--- What you have to do ---
Show each line of the material below that contains the word "tattoo", copied in full.

--- Records to use ---

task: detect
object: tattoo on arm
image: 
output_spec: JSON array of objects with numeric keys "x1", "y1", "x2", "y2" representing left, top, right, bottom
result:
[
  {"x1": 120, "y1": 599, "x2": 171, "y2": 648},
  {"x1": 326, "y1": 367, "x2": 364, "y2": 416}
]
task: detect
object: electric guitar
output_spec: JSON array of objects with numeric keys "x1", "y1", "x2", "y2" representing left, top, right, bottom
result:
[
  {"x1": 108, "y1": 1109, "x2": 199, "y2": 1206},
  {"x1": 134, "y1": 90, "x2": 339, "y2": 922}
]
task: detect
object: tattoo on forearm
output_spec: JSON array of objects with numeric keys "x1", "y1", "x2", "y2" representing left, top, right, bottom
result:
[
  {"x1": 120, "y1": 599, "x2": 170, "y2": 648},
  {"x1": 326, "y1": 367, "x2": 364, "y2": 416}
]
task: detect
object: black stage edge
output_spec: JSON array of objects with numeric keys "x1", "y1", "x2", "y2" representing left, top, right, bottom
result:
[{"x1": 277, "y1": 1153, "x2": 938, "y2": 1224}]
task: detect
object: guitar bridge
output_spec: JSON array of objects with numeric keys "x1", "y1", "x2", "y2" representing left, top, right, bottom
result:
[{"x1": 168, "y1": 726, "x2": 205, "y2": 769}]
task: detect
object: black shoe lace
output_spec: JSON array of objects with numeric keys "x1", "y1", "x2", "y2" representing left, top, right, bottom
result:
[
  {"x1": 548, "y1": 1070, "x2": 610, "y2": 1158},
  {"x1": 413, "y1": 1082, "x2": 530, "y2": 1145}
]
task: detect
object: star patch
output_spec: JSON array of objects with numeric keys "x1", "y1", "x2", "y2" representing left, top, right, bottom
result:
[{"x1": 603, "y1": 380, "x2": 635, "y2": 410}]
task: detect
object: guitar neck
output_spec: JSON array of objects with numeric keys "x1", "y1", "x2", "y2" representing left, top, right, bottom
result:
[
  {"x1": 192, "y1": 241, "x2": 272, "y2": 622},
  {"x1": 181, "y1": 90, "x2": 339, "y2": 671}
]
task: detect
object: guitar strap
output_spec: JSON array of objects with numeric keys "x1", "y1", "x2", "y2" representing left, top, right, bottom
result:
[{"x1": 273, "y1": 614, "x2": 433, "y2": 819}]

---

--- Final result ---
object: tattoo on arm
object: tattoo on forearm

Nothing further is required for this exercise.